Material provided >>
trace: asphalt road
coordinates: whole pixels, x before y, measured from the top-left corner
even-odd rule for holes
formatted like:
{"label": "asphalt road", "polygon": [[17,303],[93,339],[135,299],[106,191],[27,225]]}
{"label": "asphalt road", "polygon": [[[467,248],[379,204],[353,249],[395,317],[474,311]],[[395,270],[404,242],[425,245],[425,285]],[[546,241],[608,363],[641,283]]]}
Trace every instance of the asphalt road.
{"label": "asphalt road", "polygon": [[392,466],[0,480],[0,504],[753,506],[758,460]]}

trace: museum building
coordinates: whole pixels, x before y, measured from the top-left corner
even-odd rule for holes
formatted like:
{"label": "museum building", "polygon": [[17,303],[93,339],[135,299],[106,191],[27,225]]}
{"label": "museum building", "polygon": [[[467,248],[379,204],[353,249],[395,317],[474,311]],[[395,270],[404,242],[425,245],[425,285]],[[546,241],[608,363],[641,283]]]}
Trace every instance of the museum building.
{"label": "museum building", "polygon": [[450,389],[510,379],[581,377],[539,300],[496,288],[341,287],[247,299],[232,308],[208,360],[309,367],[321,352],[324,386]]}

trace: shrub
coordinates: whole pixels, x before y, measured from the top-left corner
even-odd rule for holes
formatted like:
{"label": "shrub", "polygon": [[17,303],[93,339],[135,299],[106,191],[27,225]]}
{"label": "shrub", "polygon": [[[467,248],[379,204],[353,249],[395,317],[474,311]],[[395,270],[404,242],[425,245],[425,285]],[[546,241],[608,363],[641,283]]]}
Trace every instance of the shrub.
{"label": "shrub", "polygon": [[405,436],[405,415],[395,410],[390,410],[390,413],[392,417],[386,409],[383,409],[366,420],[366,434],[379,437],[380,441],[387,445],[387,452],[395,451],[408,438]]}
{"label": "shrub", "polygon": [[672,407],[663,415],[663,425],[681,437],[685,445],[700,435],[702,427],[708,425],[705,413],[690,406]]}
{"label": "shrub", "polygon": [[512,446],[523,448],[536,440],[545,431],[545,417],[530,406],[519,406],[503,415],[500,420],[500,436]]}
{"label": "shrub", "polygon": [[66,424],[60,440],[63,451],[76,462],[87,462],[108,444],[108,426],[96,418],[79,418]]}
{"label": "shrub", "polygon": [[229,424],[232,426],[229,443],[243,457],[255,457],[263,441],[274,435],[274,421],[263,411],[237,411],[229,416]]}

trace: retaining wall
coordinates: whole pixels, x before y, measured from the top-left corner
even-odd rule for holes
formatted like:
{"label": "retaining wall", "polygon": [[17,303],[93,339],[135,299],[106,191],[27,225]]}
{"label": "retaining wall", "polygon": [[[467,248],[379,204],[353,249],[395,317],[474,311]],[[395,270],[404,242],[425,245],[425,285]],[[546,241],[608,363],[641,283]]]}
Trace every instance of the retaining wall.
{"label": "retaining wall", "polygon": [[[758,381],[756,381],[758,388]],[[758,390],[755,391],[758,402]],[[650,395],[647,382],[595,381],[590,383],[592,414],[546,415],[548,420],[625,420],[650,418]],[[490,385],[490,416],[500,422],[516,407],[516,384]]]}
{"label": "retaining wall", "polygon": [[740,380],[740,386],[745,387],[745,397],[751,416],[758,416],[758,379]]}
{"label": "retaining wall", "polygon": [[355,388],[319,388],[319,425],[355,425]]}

Your instructions >>
Return every line of the data above unchanged, in the same order.

Result >>
trace: asphalt road
coordinates: whole pixels, x before y, measured from the top-left corner
even-odd rule for holes
formatted like:
{"label": "asphalt road", "polygon": [[17,303],[93,339],[135,299],[106,191],[27,225]]}
{"label": "asphalt road", "polygon": [[[467,248],[379,204],[353,249],[395,317],[474,311]],[[395,270],[404,242],[425,245],[425,285]],[[546,241],[608,363],[641,283]]]}
Trace every instance of the asphalt road.
{"label": "asphalt road", "polygon": [[392,466],[0,480],[0,504],[753,506],[758,460]]}

trace: museum building
coordinates: whole pixels, x before y, measured from the top-left corner
even-odd rule for holes
formatted like:
{"label": "museum building", "polygon": [[17,303],[93,339],[135,299],[106,191],[27,225]]}
{"label": "museum building", "polygon": [[[467,248],[379,204],[353,249],[395,317],[474,311]],[[395,270],[404,242],[425,245],[425,285]],[[546,241],[608,363],[641,283]]]}
Trace every instance of the museum building.
{"label": "museum building", "polygon": [[450,389],[510,379],[581,377],[539,300],[496,288],[341,287],[247,299],[232,308],[208,360],[309,367],[321,352],[324,386]]}

trace: shrub
coordinates: whole pixels, x before y, measured from the top-left corner
even-odd rule for holes
formatted like:
{"label": "shrub", "polygon": [[17,303],[93,339],[135,299],[106,191],[27,225]]}
{"label": "shrub", "polygon": [[[467,248],[379,204],[353,249],[395,317],[474,311]],[[395,270],[404,242],[425,245],[425,285]],[[546,241],[608,363],[641,283]]]}
Trace every instance of the shrub.
{"label": "shrub", "polygon": [[405,436],[405,415],[395,410],[390,410],[390,413],[392,417],[386,409],[383,409],[366,420],[366,434],[379,437],[380,441],[387,445],[387,452],[395,451],[408,438]]}
{"label": "shrub", "polygon": [[672,407],[663,415],[663,425],[681,437],[685,445],[700,435],[702,427],[708,425],[705,413],[690,406]]}
{"label": "shrub", "polygon": [[512,446],[523,448],[536,440],[545,431],[545,417],[530,406],[519,406],[503,415],[500,420],[500,436]]}
{"label": "shrub", "polygon": [[66,424],[60,440],[63,451],[76,462],[87,462],[108,444],[108,426],[96,418],[79,418]]}
{"label": "shrub", "polygon": [[229,424],[232,426],[229,443],[243,457],[255,457],[263,441],[274,435],[274,421],[263,411],[237,411],[229,416]]}

trace: retaining wall
coordinates: whole pixels, x before y, measured from the top-left corner
even-odd rule for holes
formatted like:
{"label": "retaining wall", "polygon": [[17,303],[93,339],[135,299],[106,191],[27,225]]}
{"label": "retaining wall", "polygon": [[[467,248],[379,204],[353,249],[395,317],[474,311]],[[395,270],[404,242],[425,245],[425,285]],[[546,241],[608,363],[641,283]]]}
Trace every instance of the retaining wall.
{"label": "retaining wall", "polygon": [[[758,381],[756,381],[758,388]],[[758,390],[755,391],[758,402]],[[650,395],[647,382],[595,381],[590,383],[592,414],[546,415],[548,420],[625,420],[650,418]],[[490,385],[490,416],[500,422],[516,407],[516,384]]]}
{"label": "retaining wall", "polygon": [[740,380],[740,386],[745,387],[745,397],[751,416],[758,416],[758,379]]}
{"label": "retaining wall", "polygon": [[355,388],[319,388],[319,425],[355,425]]}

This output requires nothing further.